## DATASET CONTENT
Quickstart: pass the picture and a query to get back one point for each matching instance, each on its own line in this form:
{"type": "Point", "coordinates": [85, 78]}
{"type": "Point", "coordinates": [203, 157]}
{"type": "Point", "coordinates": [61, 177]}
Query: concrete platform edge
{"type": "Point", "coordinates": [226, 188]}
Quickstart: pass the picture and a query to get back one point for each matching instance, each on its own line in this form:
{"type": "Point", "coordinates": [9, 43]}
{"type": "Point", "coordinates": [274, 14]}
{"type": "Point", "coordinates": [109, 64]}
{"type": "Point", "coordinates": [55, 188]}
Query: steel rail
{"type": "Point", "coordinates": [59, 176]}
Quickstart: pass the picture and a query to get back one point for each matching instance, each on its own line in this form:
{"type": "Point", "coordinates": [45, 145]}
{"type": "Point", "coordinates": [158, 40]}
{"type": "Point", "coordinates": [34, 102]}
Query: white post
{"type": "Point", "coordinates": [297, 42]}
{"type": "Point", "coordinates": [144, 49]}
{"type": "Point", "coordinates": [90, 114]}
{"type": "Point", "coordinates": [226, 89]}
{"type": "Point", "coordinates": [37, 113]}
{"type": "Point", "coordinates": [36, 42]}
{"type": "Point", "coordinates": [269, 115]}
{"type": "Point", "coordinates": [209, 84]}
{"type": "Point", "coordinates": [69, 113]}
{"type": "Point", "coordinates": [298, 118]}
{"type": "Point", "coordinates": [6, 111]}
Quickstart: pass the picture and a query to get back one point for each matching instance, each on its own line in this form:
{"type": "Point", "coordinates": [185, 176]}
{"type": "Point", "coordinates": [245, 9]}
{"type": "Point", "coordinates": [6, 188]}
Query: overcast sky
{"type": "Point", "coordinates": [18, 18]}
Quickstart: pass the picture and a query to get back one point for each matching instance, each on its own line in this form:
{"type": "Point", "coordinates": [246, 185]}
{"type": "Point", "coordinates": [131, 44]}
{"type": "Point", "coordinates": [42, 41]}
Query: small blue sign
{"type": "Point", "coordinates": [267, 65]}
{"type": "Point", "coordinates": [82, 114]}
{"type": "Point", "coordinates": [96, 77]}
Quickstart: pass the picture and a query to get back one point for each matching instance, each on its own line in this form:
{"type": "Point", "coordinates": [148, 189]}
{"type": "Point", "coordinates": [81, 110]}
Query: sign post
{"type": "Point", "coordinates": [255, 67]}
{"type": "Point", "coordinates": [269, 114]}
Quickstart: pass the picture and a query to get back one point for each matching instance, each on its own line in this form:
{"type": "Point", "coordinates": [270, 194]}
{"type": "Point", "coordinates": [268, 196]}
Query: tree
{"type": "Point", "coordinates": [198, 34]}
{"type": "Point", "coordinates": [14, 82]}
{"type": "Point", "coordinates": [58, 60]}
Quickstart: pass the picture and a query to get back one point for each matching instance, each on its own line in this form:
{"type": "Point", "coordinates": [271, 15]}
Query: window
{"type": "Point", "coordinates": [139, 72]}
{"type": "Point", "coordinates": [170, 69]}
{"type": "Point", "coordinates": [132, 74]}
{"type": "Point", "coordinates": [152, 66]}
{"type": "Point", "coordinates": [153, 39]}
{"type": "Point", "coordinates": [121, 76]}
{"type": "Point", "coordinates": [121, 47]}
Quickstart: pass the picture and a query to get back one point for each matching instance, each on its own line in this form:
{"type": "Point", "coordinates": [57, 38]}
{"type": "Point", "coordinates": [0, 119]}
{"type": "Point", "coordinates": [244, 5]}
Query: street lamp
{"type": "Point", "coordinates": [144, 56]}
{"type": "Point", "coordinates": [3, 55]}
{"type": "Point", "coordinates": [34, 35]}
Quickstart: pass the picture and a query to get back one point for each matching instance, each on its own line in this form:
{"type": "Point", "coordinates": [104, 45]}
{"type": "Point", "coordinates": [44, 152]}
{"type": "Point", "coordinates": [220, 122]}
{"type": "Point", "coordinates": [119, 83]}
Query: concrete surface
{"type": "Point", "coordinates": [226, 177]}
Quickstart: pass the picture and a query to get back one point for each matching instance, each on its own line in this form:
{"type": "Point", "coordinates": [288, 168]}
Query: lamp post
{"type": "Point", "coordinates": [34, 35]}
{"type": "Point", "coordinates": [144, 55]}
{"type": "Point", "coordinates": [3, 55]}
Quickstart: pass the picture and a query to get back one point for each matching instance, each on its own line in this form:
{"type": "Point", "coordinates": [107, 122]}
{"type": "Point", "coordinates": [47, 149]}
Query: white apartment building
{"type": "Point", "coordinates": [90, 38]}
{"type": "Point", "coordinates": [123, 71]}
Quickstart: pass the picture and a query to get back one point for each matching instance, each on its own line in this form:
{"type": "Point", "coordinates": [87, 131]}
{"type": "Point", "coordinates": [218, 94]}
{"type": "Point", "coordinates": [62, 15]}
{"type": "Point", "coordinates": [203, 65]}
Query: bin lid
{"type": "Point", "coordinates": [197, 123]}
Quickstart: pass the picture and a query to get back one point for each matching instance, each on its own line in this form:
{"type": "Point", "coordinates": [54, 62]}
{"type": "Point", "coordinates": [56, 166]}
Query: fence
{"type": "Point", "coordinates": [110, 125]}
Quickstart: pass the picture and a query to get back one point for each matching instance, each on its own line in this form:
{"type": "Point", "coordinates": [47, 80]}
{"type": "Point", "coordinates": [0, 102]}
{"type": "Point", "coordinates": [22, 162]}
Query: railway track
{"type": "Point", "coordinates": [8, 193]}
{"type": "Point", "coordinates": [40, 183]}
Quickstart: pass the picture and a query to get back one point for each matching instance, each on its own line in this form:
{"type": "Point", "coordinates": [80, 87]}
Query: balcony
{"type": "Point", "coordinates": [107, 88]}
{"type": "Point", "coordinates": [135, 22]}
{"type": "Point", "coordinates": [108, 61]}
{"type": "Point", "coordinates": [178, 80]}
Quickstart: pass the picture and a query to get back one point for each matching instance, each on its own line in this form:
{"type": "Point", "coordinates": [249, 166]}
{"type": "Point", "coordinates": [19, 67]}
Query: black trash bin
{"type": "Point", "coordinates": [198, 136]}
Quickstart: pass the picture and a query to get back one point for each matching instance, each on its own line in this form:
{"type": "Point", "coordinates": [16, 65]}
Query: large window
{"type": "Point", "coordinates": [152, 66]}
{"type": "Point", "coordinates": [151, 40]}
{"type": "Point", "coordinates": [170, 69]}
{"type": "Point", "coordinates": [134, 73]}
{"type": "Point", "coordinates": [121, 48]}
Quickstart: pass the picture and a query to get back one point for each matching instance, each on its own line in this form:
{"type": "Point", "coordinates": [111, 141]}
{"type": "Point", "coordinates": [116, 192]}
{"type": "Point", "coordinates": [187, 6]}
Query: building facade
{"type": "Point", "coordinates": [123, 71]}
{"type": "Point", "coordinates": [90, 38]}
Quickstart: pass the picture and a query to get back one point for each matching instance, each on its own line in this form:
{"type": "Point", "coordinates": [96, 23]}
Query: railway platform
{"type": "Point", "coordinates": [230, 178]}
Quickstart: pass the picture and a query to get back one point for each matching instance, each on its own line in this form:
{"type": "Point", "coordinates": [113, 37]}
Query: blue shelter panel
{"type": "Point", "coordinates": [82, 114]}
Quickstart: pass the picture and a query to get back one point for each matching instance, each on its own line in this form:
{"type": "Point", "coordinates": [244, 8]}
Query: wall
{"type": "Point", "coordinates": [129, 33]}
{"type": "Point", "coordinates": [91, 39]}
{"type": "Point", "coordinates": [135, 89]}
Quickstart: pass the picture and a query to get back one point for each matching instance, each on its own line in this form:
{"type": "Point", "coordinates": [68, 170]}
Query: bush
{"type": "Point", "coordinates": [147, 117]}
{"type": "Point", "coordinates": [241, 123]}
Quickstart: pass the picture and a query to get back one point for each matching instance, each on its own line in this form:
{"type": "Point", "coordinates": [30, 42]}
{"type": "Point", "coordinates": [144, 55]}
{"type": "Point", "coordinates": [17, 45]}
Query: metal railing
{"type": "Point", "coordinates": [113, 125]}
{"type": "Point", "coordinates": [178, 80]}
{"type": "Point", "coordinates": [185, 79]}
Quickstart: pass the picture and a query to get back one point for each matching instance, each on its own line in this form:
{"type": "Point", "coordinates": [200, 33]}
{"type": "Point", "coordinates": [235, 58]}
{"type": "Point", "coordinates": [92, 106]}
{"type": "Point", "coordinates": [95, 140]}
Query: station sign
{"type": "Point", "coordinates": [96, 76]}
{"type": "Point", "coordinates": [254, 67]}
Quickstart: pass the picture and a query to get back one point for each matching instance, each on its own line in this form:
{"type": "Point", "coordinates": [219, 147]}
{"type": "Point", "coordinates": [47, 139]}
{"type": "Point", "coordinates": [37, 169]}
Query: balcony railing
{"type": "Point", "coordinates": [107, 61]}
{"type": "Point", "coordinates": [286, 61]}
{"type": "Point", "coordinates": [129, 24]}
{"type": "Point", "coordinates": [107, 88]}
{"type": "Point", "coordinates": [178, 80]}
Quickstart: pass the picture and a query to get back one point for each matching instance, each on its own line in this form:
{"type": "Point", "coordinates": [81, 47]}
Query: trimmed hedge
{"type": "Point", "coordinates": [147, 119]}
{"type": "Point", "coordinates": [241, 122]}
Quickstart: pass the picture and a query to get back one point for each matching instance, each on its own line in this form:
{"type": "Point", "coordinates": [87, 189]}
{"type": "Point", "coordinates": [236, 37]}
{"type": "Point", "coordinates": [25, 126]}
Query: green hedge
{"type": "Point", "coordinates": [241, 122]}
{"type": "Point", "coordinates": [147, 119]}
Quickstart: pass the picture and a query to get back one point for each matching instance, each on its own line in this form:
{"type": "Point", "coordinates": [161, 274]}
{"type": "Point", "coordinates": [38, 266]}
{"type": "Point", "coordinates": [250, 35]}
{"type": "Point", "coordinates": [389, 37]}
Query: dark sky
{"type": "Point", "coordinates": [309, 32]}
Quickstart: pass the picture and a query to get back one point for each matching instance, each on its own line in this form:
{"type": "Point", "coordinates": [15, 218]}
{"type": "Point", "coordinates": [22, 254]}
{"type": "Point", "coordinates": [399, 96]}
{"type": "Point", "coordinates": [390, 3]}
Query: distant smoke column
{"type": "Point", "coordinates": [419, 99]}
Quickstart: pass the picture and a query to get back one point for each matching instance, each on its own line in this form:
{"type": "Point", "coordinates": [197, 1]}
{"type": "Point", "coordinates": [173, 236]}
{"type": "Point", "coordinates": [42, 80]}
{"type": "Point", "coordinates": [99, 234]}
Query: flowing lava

## EXERCISE
Turn the lines of the listing above, starting at its first line and ending at the line that contains "Query: concrete platform edge", into a numbered list with any blank lines left out.

## COMPLETED EXERCISE
1. Quickstart: pass the picture and a query to get back one point for each matching instance, each on its own line in this form:
2. {"type": "Point", "coordinates": [85, 78]}
3. {"type": "Point", "coordinates": [203, 157]}
4. {"type": "Point", "coordinates": [61, 177]}
5. Query: concrete platform edge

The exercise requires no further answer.